Problem to work on
Please copy out each entry, word for word.

(Records drawn from a dataset)
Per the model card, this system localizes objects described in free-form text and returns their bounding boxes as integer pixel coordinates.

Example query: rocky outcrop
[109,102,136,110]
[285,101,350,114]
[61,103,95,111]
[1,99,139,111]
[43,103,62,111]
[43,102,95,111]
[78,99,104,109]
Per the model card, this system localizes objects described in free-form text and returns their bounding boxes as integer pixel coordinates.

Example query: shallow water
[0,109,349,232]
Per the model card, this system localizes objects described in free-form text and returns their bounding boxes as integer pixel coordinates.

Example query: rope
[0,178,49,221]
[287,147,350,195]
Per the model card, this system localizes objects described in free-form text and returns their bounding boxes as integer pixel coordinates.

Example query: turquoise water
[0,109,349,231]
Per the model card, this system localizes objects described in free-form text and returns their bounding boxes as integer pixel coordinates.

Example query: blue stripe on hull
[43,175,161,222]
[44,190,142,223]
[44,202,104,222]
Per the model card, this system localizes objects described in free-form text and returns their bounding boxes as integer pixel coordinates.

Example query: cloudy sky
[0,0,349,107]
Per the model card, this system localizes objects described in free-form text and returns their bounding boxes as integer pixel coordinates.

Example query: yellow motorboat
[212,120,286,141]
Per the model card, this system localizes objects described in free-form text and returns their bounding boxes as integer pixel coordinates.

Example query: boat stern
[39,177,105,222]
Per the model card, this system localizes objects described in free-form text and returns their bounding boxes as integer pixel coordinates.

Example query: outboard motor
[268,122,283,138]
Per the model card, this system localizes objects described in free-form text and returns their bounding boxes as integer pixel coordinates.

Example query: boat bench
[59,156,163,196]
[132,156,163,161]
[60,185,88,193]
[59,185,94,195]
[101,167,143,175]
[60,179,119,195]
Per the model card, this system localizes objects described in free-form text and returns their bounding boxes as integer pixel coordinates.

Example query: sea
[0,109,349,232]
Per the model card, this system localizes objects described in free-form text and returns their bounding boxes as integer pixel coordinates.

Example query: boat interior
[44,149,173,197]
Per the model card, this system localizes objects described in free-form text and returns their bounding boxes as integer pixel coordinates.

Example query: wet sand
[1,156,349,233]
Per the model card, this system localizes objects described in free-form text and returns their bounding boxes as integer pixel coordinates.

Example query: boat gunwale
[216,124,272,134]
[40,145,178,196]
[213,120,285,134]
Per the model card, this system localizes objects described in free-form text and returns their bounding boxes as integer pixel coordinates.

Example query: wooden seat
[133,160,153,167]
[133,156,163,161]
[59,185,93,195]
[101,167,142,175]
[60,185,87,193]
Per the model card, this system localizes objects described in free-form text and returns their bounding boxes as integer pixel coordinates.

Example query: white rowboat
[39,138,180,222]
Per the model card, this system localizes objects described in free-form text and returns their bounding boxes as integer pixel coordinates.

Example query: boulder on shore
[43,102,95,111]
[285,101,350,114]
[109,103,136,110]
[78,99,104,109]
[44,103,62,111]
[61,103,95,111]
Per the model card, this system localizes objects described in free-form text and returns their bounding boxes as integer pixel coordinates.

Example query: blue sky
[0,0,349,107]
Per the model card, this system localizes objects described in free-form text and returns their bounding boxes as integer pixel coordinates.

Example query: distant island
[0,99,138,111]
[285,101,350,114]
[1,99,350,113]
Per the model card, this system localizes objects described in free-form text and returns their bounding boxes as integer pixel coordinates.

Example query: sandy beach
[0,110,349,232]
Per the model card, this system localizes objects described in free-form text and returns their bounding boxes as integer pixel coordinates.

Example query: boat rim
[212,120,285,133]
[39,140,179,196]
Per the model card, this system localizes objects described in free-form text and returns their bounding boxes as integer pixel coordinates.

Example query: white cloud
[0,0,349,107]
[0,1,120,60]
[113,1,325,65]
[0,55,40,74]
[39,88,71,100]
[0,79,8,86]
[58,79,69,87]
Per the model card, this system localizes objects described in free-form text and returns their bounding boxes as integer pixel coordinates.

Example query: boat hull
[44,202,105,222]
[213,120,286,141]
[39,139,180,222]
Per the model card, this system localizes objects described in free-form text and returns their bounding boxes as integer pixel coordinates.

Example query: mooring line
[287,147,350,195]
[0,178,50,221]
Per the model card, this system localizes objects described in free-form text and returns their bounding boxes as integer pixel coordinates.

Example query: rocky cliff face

Exercise result
Per the model card, this system localizes objects described in free-form text and returns their bounding boxes as integer pixel coordinates.

Example query: rocky outcrop
[109,102,136,110]
[285,101,350,114]
[61,103,95,111]
[1,99,139,111]
[43,103,62,111]
[43,102,95,111]
[78,99,104,109]
Per the model card, this system localizes objects described in free-form text and returns their bounding boxes as integer pixel coordinates.

Example query: shallow water
[0,109,349,232]
Per the model card, this system localizes objects described in free-form text and returns their bounding boxes as integer pixel coordinates.

Example query: rope
[0,178,49,221]
[287,147,350,195]
Per the model card, this system localizes objects described in free-form text and returns their bounding boxes as integer pixel coordinates.

Example query: turquoise water
[0,109,349,231]
Per the model card, this system localizes objects described in free-form text and returns their bounding boxes as integer pixel coordinates.

Example query: blue stripe on hull
[43,175,161,222]
[44,190,142,223]
[44,202,104,222]
Per the model card, this system localizes objects described in free-form text and returns their bounding boxes as integer pixel coordinates.

Example query: cloudy sky
[0,0,349,107]
Per the model card, this system localizes objects described in free-form text and returns their bounding boxes as integer pixel coordinates.

Example query: yellow motorboat
[212,120,286,141]
Per the model card, this system localizes objects described in free-form text and returns their bounding boxes as integer pixel coordinates.

Example query: boat stern
[39,177,105,222]
Per the model card, this system localizes objects described in free-form text and returns their bounding boxes as integer pixel coordinates.

Example query: outboard motor
[268,122,283,138]
Per the model card, this system localizes objects described in free-form text and returns their bounding boxes as integer pixel coordinates.

Example query: boat bench
[59,156,163,196]
[132,156,163,161]
[60,185,88,193]
[59,185,94,195]
[101,167,143,175]
[60,179,119,195]
Per the model card, this system localizes objects described in free-form text and returns their bounding boxes as integer pixel coordinates.

Example query: sea
[0,109,349,232]
Per the model card, this system localizes objects described in free-form text and returns their bounding boxes as integer pixel coordinates.

Example query: boat interior
[44,149,173,197]
Per the model card, this system localizes objects described in free-form text and returns their bounding boxes as integer pixel coordinates.

Example query: wet sand
[1,156,349,233]
Per the model card, this system localizes objects described in free-form text and returns their bounding boxes as integer pixel coordinates.

Example query: boat gunwale
[216,124,272,134]
[40,145,178,196]
[213,120,285,134]
Per the model card, this system localizes objects described in free-form text and returns their bounding boxes as integer pixel coordinates.

Example query: wooden seat
[133,160,153,167]
[133,156,163,161]
[59,185,93,195]
[101,167,142,175]
[60,185,87,193]
Per the model card, this system localizes objects described in free-form text and returns their bounding boxes as integer pixel coordinates.

Example query: white rowboat
[39,138,180,222]
Per the model card, this system localizes objects described in free-form text and returns their bounding boxes as integer pixel coordinates.

Example query: boulder on shore
[43,102,95,111]
[285,101,350,114]
[109,103,136,110]
[78,99,104,109]
[44,103,62,111]
[61,103,95,111]
Per the model card, this system localizes objects described in free-form text and returns their bounding boxes as integer pixel coordinates.

Example query: blue sky
[0,0,349,107]
Per the model card, this system localizes objects described in free-form text and returns their bounding boxes as integer pixel coordinates.

Example query: distant island
[0,99,138,111]
[285,101,350,114]
[1,99,350,113]
Per the model card, this system localizes objects described in free-form text and returns their bounding boxes as integer pixel coordinates.

Example query: sandy beach
[0,110,349,232]
Per the model card, this system localizes objects described in free-form text and returns their bounding boxes as integer pixel coordinates.

Example query: boat rim
[212,120,285,133]
[39,140,179,196]
Per the model card, this system localizes objects described in free-form text and returns their bounding boxes as integer pixel coordinates.

Example query: white cloud
[0,0,349,107]
[0,1,120,60]
[113,1,325,65]
[0,55,40,74]
[39,88,71,100]
[0,79,8,86]
[58,79,69,87]
Per the model card, this system localizes objects described in free-form text and returns their bounding boxes as integer pixel coordinates.

Example query: boat hull
[44,202,105,222]
[213,120,286,141]
[39,139,180,222]
Per the model card, this system localizes objects described in free-form text and returns their bounding boxes as integer pixel coordinates.

Example query: mooring line
[287,147,350,195]
[0,178,50,221]
Per the model card, this system localizes objects described in free-form text and returns their bounding boxes as integer pixel coordinates.

Example query: rocky cliff face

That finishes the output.